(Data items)
** START **
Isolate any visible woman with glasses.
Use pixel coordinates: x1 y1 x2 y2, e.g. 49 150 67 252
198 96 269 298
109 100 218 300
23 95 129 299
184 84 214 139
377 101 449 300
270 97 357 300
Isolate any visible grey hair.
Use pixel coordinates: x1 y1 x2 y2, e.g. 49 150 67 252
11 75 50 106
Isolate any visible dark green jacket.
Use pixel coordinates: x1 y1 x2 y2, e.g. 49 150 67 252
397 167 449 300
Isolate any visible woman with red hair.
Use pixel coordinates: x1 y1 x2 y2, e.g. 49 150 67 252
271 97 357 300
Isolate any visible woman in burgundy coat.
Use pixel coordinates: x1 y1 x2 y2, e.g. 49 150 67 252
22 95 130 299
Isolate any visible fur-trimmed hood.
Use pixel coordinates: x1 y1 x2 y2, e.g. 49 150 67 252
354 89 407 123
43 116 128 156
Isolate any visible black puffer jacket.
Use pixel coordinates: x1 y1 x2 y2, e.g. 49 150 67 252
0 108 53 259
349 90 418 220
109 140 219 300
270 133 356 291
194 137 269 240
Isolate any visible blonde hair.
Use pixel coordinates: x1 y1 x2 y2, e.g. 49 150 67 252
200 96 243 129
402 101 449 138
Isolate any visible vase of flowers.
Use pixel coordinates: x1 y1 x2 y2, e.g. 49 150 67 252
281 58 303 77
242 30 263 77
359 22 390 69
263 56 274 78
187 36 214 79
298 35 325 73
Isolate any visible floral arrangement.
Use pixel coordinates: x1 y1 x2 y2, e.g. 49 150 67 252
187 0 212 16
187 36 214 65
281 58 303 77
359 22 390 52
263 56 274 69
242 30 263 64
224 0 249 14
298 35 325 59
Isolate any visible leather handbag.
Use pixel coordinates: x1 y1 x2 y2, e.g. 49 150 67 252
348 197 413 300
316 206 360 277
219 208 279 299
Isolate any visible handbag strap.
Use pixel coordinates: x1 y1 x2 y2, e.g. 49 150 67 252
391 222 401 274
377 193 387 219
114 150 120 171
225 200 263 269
** END **
WHAT IS REQUIRED
Count the lines in the entries above that contain the word "with", matching case exactly, and give only the number.

EXERCISE ANSWER
2